* The input *
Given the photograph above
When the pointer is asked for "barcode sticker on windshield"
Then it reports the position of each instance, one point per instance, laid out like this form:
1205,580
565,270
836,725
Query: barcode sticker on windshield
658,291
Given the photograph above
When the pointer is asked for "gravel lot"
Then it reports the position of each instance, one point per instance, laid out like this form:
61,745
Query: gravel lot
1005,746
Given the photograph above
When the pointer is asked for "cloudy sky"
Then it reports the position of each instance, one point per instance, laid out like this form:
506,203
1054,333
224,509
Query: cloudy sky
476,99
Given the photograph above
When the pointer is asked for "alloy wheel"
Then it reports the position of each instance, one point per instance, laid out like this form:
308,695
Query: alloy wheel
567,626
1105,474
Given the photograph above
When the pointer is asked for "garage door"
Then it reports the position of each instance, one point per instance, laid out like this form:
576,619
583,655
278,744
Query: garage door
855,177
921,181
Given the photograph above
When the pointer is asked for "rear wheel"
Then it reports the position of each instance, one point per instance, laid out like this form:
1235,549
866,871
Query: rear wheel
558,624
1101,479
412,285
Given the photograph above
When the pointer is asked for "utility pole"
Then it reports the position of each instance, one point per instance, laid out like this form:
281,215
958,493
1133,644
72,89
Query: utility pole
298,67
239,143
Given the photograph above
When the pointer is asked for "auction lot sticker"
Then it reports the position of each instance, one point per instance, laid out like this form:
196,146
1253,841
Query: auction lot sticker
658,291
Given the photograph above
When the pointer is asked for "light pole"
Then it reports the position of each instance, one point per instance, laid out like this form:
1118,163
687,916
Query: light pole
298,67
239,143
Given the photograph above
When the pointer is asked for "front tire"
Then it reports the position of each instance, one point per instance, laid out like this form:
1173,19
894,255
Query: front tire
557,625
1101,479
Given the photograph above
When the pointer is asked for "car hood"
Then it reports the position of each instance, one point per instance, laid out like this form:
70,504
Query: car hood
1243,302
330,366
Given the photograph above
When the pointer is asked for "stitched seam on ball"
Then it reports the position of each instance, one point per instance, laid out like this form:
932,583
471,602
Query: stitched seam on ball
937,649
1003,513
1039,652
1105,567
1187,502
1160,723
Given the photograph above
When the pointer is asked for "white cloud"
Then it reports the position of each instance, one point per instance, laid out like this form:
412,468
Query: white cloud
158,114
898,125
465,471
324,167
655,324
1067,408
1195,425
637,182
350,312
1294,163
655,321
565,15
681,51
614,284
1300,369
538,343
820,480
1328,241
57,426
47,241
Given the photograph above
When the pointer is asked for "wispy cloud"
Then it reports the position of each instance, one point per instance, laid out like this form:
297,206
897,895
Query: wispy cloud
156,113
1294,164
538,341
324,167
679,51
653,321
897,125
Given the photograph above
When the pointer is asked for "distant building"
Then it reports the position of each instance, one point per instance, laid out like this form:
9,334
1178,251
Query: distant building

* Exercise details *
All lines of the records containing "building" should be shown.

* Solution to this exercise *
When the pointer is asked for "distant building"
Query: distant building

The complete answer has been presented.